(Referring expression pointing data)
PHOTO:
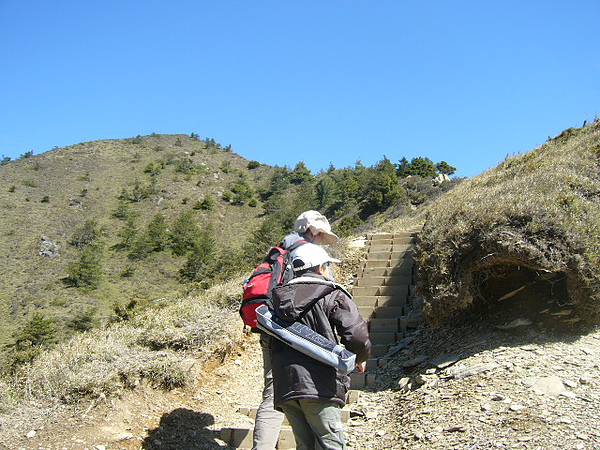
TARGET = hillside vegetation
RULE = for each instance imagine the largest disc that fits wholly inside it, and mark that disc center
(93, 232)
(525, 235)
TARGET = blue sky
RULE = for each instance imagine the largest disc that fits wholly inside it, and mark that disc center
(328, 81)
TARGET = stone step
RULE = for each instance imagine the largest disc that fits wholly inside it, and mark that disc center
(383, 280)
(369, 291)
(361, 380)
(241, 438)
(384, 325)
(394, 291)
(386, 337)
(401, 290)
(251, 412)
(386, 268)
(389, 312)
(379, 350)
(366, 312)
(395, 325)
(376, 301)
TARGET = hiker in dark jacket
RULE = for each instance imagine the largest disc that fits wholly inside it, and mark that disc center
(309, 392)
(310, 227)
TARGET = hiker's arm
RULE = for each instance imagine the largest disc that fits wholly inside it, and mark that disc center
(351, 327)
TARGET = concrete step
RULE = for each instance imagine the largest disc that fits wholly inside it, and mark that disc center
(384, 338)
(377, 301)
(389, 312)
(365, 291)
(379, 350)
(394, 280)
(394, 325)
(241, 438)
(384, 326)
(361, 380)
(366, 312)
(366, 301)
(393, 291)
(251, 412)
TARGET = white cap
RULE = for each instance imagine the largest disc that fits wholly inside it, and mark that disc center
(318, 224)
(310, 255)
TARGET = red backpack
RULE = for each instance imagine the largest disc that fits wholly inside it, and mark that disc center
(276, 269)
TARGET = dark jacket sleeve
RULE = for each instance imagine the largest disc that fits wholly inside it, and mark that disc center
(350, 326)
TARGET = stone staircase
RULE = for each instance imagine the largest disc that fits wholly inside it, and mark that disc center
(383, 293)
(242, 437)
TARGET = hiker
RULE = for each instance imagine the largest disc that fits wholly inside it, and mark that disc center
(310, 393)
(312, 227)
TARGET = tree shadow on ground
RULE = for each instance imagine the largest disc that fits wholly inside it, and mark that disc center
(184, 429)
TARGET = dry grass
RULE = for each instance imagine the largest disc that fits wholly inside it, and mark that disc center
(149, 346)
(539, 212)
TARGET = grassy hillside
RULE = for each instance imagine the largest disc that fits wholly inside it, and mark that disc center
(525, 234)
(54, 194)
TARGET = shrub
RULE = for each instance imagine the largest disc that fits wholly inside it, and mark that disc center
(88, 234)
(86, 272)
(534, 217)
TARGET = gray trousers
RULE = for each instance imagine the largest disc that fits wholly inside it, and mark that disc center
(268, 421)
(317, 424)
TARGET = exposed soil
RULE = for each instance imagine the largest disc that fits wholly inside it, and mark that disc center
(466, 386)
(511, 376)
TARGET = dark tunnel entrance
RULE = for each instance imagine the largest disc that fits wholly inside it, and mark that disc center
(511, 291)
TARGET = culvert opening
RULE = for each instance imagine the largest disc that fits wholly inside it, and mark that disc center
(509, 291)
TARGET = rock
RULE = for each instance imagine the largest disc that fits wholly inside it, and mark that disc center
(515, 324)
(415, 361)
(49, 249)
(548, 386)
(443, 361)
(464, 372)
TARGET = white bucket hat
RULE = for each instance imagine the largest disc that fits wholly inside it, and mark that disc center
(318, 224)
(310, 255)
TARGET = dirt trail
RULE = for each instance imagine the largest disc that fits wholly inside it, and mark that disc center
(461, 387)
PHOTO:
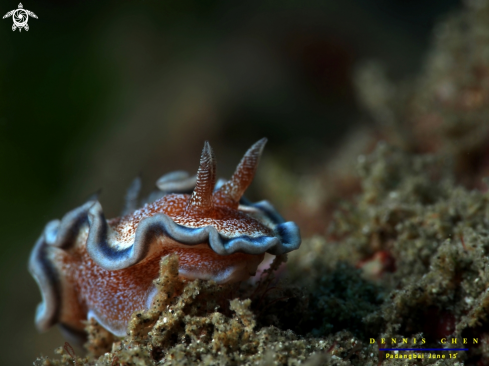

Assigned task ▸
I'd like every record printed exactly, with the pictures left out.

Exercise solution ▸
PHOTO:
TARGET = hillside vegetation
RULE = for each instance imagine the largest disc that fits wholly inside it, and mark that disc center
(93, 232)
(525, 235)
TARGET = blue sky
RULE = for each instance imagine the largest disc that fits wholly inside it, and mark that disc center
(328, 81)
TARGET = stone step
RULE = for each instance imagine the largest disc that fits wholly inside it, and mark that disc center
(383, 280)
(369, 291)
(361, 380)
(241, 438)
(384, 325)
(394, 291)
(386, 337)
(401, 290)
(251, 412)
(386, 268)
(389, 312)
(379, 350)
(366, 312)
(395, 325)
(376, 301)
TARGET = hiker in dark jacket
RULE = for each instance imagine the largest disc that fits wholly inside it, and mark that disc center
(309, 392)
(310, 227)
TARGET = hiker's arm
RULE = for each instance imagine the largest disc that fits wholly inside it, and mark that disc center
(351, 327)
TARGET = concrete step
RULE = for each instance imagine the largest disc that fits wholly inside it, and mark that disc center
(384, 338)
(377, 301)
(389, 312)
(365, 291)
(379, 350)
(394, 280)
(394, 325)
(241, 438)
(384, 326)
(361, 380)
(366, 312)
(366, 301)
(393, 291)
(251, 412)
TARGET = white cap
RULE = for each instance imagine the largest disc that fits wholly inside it, and mark that disc center
(318, 224)
(310, 255)
TARGET = red backpack
RULE = for each instance imagine the largest disc that fits wholly inside it, and mark that disc center
(276, 269)
TARGET = dark jacket sleeve
RULE = for each instance imagine the largest disc that fits wholly inside it, and mark that disc center
(350, 326)
TARGET = stone staircase
RULE = for each instance imagine the largest disc that fits wholly inside it, and mark that disc center
(383, 293)
(242, 437)
TARGET = hiker
RULE = for each instance imagine the largest disc that fits wholly inside it, and mark that disc center
(310, 393)
(312, 227)
TARGET = tree shadow on ground
RULE = for each instance imagine the largest disc that fits wholly inside it, and mark that disc center
(184, 429)
TARGET = dry grass
RULE = for each instance imagine the largest disc that fits wholly inside it, and mark that disc center
(149, 346)
(539, 212)
TARGET = grassy hillside
RULE = for each instance imagine the largest disc that fits wholly inside it, and mark that disc center
(525, 234)
(54, 194)
TARGET = shrub
RULE = for each instance imagine the largest disc that fits wholly inside it, and mark that disc center
(88, 234)
(86, 272)
(534, 217)
TARGET = gray trousers
RULE = for each instance imagine the largest disc that fits wholly inside it, and mark that disc center
(268, 421)
(317, 424)
TARGET = exposed soil
RULE = for each instance imagine the largest disc that fits wholly inside it, and mark that disc center
(466, 386)
(511, 376)
TARGET = dark tunnel entrance
RULE = for each instance imagine the largest disc that fits wholly inside it, and mark that disc center
(511, 291)
TARGET = culvert opening
RULE = for each instance imagine the largest disc that fits wholly inside it, and mark that disc center
(509, 291)
TARGET = rock
RULE = for each instance imagine the largest disc that fits wholly inside it, and mark that disc center
(515, 324)
(415, 361)
(49, 249)
(548, 386)
(443, 361)
(464, 372)
TARGET = white bucket hat
RULE = for each instance imagine the largest disc that fits wholly inside it, and mark that disc center
(318, 224)
(310, 255)
TARGET = dirt trail
RULE = for each instance imagine the largest disc that fits wholly inside it, and mark that disc center
(461, 387)
PHOTO:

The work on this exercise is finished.